THE PROBLEM: Go line by line through the entries below and count those containing the string "chevrolet"; give only the count.

········

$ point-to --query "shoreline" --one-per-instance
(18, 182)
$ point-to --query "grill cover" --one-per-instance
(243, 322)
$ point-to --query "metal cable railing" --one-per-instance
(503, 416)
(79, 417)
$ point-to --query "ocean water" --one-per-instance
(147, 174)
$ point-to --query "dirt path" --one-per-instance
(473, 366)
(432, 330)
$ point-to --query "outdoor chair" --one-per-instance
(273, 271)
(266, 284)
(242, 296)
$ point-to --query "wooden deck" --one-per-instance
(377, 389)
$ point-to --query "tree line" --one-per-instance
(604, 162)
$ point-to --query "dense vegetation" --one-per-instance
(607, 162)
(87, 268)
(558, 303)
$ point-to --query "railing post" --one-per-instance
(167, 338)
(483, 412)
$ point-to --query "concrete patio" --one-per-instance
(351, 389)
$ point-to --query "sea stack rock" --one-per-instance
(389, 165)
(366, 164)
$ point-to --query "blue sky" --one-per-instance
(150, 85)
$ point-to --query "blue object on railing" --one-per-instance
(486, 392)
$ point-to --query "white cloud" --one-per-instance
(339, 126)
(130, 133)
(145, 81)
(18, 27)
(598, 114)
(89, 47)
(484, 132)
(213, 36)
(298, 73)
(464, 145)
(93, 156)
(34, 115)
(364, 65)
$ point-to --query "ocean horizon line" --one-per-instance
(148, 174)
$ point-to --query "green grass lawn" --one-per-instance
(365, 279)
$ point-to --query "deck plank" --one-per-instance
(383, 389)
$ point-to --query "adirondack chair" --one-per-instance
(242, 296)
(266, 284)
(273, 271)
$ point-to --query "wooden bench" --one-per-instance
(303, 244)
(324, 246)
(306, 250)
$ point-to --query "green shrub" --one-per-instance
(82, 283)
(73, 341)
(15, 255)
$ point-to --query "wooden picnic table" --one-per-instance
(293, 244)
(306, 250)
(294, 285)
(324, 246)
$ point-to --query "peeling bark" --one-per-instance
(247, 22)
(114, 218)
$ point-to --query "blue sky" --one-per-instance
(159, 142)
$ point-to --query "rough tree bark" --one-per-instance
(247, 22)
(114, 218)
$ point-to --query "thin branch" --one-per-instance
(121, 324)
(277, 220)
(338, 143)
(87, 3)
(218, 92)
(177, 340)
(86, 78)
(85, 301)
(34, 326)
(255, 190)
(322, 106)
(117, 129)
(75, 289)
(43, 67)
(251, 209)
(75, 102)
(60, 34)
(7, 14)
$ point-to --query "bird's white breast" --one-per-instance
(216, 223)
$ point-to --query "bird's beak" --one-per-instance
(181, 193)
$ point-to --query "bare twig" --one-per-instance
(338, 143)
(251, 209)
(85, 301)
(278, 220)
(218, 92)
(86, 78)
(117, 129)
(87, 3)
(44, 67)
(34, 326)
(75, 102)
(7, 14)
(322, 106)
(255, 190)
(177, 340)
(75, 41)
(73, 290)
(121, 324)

········

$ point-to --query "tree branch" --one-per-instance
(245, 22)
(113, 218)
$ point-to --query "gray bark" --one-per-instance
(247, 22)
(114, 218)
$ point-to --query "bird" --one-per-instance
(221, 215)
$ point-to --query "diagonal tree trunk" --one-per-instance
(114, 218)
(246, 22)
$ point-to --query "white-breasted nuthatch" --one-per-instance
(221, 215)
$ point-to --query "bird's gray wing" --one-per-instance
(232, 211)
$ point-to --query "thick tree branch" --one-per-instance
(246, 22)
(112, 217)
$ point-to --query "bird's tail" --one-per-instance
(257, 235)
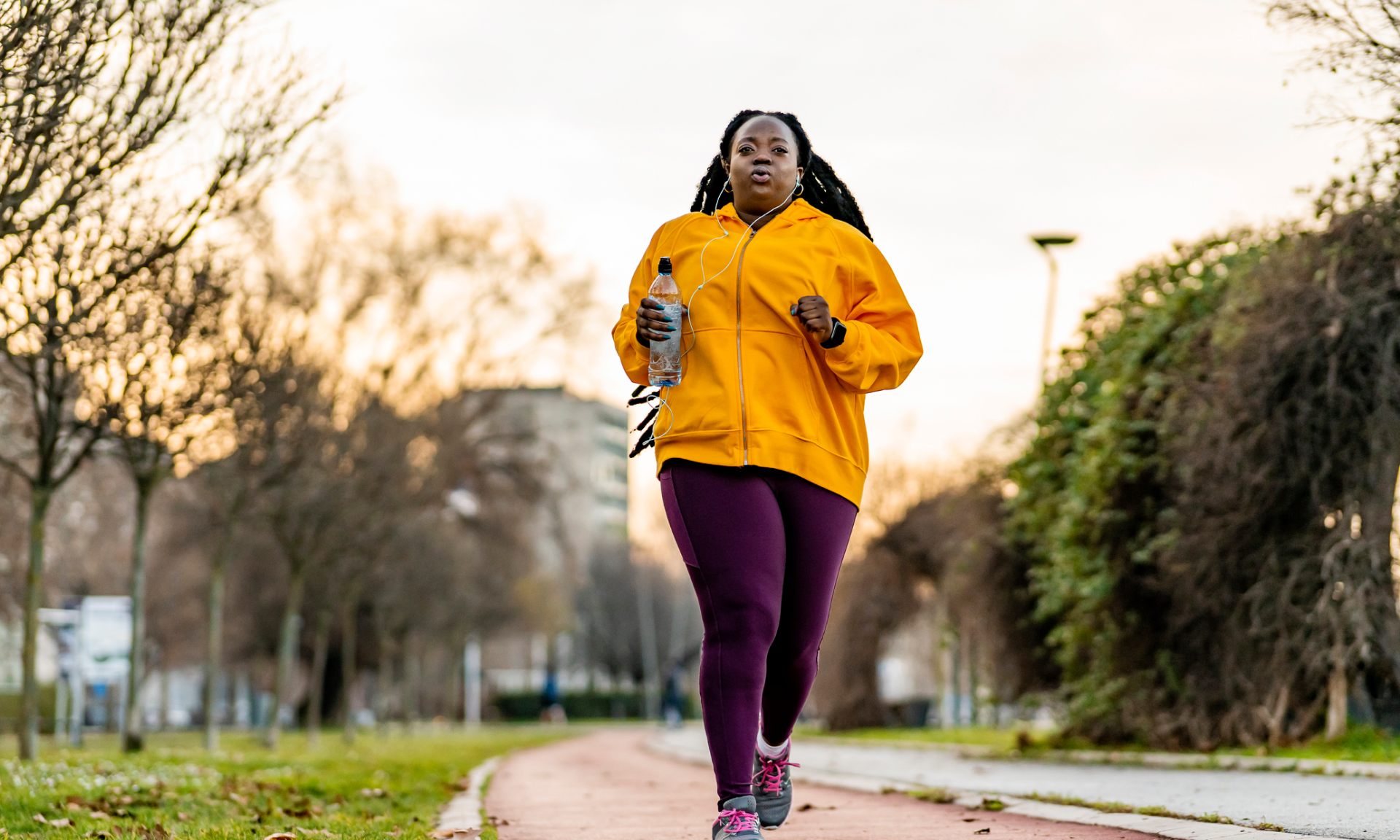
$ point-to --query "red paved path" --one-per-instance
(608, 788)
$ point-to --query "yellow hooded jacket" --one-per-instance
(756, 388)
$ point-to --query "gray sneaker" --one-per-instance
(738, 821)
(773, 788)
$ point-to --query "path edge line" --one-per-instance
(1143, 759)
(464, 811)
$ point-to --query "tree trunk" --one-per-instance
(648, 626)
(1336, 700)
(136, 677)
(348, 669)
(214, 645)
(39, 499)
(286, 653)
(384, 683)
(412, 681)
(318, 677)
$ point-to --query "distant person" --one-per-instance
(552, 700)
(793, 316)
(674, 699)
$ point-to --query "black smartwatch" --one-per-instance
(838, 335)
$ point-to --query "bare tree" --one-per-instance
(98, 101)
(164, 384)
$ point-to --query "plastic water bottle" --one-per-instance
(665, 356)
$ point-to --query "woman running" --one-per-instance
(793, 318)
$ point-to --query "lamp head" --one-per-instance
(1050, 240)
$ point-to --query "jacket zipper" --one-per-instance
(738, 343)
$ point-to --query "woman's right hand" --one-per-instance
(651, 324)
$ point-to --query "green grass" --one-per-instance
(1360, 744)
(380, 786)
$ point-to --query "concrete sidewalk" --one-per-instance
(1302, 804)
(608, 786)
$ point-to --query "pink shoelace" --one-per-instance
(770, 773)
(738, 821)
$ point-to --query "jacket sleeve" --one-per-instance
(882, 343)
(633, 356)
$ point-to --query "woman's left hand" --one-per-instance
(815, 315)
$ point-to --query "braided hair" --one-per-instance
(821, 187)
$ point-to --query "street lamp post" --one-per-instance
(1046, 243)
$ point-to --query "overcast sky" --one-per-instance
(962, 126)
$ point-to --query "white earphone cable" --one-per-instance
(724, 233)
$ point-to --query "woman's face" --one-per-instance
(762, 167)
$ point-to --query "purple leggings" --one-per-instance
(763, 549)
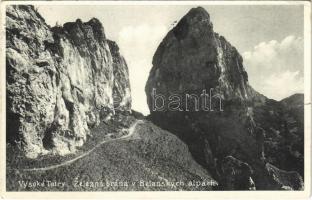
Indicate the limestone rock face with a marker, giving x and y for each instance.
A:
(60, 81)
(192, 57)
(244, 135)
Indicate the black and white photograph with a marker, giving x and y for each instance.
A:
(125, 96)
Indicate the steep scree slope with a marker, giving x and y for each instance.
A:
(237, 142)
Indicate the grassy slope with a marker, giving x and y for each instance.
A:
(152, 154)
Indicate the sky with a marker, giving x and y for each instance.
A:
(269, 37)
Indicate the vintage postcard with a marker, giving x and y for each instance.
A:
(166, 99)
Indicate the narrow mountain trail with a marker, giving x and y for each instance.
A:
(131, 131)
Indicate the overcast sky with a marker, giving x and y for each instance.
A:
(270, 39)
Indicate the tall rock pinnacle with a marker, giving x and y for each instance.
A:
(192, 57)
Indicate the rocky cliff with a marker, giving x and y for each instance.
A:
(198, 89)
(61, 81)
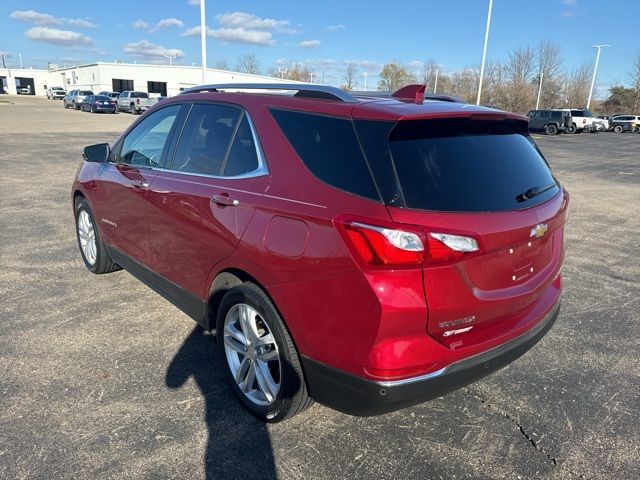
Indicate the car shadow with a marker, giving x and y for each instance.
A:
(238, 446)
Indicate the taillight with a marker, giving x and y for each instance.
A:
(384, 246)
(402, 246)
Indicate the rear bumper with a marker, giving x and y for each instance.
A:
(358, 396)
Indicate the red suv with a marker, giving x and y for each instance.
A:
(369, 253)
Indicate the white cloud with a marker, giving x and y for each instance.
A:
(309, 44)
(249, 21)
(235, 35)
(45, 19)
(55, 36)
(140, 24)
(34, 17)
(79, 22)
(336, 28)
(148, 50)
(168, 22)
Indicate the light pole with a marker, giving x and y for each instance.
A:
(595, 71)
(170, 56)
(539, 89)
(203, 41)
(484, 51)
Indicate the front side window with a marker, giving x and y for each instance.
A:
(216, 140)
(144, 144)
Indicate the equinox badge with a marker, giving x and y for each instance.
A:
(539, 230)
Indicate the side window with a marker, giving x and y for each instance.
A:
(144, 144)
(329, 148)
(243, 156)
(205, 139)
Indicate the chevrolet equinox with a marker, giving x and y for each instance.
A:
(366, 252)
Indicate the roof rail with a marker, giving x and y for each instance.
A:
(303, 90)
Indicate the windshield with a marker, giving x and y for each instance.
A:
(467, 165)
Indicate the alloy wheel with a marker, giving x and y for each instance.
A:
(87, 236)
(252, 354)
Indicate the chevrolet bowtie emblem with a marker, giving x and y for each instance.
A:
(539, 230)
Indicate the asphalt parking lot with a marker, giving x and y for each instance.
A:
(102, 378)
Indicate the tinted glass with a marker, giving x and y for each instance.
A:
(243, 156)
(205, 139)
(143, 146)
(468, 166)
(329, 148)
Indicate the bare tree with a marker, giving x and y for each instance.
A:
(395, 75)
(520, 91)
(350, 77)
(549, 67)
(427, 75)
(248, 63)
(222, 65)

········

OUTPUT OF THE EXERCISE: 2